#### Task prompt
Nothing should differ. Repeat every record as written.

____ Data for the task

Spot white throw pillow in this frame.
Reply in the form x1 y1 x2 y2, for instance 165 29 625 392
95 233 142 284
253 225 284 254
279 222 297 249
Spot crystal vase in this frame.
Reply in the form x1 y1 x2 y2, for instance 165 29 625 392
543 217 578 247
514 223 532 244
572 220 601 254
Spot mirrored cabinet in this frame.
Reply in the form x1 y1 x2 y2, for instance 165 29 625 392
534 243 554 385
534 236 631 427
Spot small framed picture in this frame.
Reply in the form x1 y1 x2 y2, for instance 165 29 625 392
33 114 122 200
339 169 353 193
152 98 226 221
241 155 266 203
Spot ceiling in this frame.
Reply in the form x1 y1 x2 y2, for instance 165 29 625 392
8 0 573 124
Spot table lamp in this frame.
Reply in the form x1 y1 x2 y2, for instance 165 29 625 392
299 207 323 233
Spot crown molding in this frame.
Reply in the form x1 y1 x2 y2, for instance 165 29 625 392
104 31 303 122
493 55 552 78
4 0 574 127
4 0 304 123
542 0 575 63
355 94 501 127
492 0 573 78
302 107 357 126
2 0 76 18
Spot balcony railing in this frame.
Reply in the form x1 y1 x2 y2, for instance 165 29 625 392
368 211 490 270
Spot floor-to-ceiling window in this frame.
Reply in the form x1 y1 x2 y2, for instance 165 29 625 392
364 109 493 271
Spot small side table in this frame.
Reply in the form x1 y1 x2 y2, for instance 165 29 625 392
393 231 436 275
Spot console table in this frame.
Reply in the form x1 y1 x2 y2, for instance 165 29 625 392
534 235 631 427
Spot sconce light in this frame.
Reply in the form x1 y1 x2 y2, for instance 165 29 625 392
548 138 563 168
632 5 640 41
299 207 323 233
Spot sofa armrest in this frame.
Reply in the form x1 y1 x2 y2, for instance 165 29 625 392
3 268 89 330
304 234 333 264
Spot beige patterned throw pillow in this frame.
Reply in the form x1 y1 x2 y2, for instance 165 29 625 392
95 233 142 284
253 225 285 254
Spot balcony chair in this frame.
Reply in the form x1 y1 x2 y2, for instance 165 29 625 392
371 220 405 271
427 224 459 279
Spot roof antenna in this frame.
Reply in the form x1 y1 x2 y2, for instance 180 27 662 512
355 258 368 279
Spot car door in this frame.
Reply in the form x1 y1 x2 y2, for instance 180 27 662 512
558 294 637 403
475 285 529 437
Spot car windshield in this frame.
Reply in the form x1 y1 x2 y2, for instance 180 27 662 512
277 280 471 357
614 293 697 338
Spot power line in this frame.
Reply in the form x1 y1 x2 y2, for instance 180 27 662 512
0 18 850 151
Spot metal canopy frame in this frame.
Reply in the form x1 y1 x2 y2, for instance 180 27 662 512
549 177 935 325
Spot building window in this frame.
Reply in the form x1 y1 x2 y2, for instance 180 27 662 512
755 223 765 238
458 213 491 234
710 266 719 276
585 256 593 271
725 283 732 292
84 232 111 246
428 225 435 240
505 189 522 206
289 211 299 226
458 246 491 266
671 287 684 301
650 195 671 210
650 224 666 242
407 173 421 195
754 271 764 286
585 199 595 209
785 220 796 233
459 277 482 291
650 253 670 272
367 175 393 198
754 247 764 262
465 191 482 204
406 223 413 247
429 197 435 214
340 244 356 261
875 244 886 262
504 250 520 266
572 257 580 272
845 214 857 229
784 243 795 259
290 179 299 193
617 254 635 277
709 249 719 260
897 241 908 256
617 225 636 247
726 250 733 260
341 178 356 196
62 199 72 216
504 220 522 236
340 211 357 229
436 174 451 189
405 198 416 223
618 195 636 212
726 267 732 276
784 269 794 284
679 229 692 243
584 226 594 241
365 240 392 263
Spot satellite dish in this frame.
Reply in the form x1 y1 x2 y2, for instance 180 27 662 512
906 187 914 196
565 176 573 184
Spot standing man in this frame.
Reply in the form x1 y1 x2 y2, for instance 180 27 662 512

________

#### Finished task
Spot white throw pillow in this frame.
Reply in the form x1 y1 x2 y2, for instance 165 29 625 392
95 233 142 284
253 225 284 254
279 222 297 249
Spot crystal vase in this frame.
Reply in the form x1 y1 x2 y2, for instance 165 29 625 392
543 217 578 247
514 223 532 244
572 220 601 254
Spot mirrored cabinet in this frame.
Reply in the form x1 y1 x2 y2, for instance 165 29 625 392
534 243 554 385
534 236 631 427
Spot small framed picture in this frame.
Reply in the form x1 y1 x2 y2, for instance 165 29 625 392
33 114 122 200
339 169 353 193
152 98 226 221
241 155 266 203
Spot ceiling in this frame.
Reply in the form x1 y1 x2 y2, for instance 165 29 625 392
8 0 573 124
Spot table lamp in this frame.
Reply in the form x1 y1 x2 y2, for instance 165 29 625 392
299 207 323 233
Spot crown molding in this frame.
Reply in the form x1 y1 x2 y2, for instance 165 29 625 392
104 31 303 122
493 55 552 78
4 0 574 127
4 0 304 123
542 0 575 63
355 94 501 127
492 0 573 78
302 107 357 126
2 0 76 18
Spot balcony railing in this frame.
Reply in the form x1 y1 x2 y2, for instance 165 29 625 392
368 211 490 270
Spot floor-to-ceiling window in this frame.
Reply in the form x1 y1 x2 y2, for instance 165 29 625 392
364 109 493 271
Spot small side table in this frame.
Reply in the form x1 y1 x2 y2, for instance 165 29 625 392
393 231 436 275
Spot console table in this frame.
Reply in the form x1 y1 x2 y2, for instance 165 29 625 392
534 235 631 427
Spot sconce light in this frame.
Reply in the form x1 y1 x2 y2, for instance 165 29 625 392
548 138 563 168
632 5 640 41
299 207 323 233
Spot sofa armrest in this frame.
Reply in the form x1 y1 x2 y2, for instance 165 29 625 392
3 268 89 330
304 234 333 264
Spot beige patterned throw pillow in this frame.
Reply in the form x1 y1 x2 y2, for instance 165 29 625 392
95 233 142 284
253 225 285 254
Spot balcony chair in this frame.
Reply in the form x1 y1 x2 y2, for instance 165 29 625 392
371 220 405 271
427 224 459 279
Spot roof antenna in this frame.
Reply in the form x1 y1 x2 y2, for instance 180 27 662 512
355 258 368 279
Spot car door in this frame.
Reply in the form x1 y1 x2 y2, for instance 180 27 662 512
558 294 637 403
475 285 529 437
Spot car windshield in this frame.
Reply in the form x1 y1 x2 y2, for instance 180 27 662 512
277 280 471 357
614 293 697 338
Spot power line in this frame.
Reply in the form x1 y1 x2 y2, for instance 180 27 662 512
0 18 850 151
Spot metal canopy frame in this frame.
Reply in the form x1 y1 x2 y2, for instance 180 27 662 512
549 177 935 325
Spot building window in this frame.
Reply in the form x1 y1 x2 y2, for instance 180 27 662 512
755 223 765 238
458 213 491 234
710 266 719 276
585 256 593 271
725 283 732 292
84 232 111 246
428 225 435 240
505 189 522 206
289 211 299 226
458 246 491 266
671 287 684 301
650 195 671 210
650 224 666 242
407 173 421 195
754 271 764 286
585 199 595 209
785 220 796 233
459 277 482 291
650 253 670 272
367 175 393 198
754 247 764 262
465 191 482 204
406 223 413 247
429 197 435 214
340 244 356 261
875 244 886 262
504 250 520 266
572 257 580 272
845 214 857 229
784 243 795 259
290 179 299 193
617 254 635 277
709 249 719 260
897 241 908 256
617 225 636 247
726 250 733 260
341 178 356 196
62 199 72 216
504 220 522 236
340 211 357 229
436 174 451 189
405 198 416 223
618 195 636 212
726 267 732 276
784 269 794 284
679 229 692 243
584 226 594 241
365 240 392 263
Spot satellite dish in this frame.
Reply in the form x1 y1 x2 y2, for instance 180 27 662 512
906 187 914 196
565 176 573 184
Spot standing man in this frame.
Reply in the form x1 y1 x2 y2, for instance 180 27 662 512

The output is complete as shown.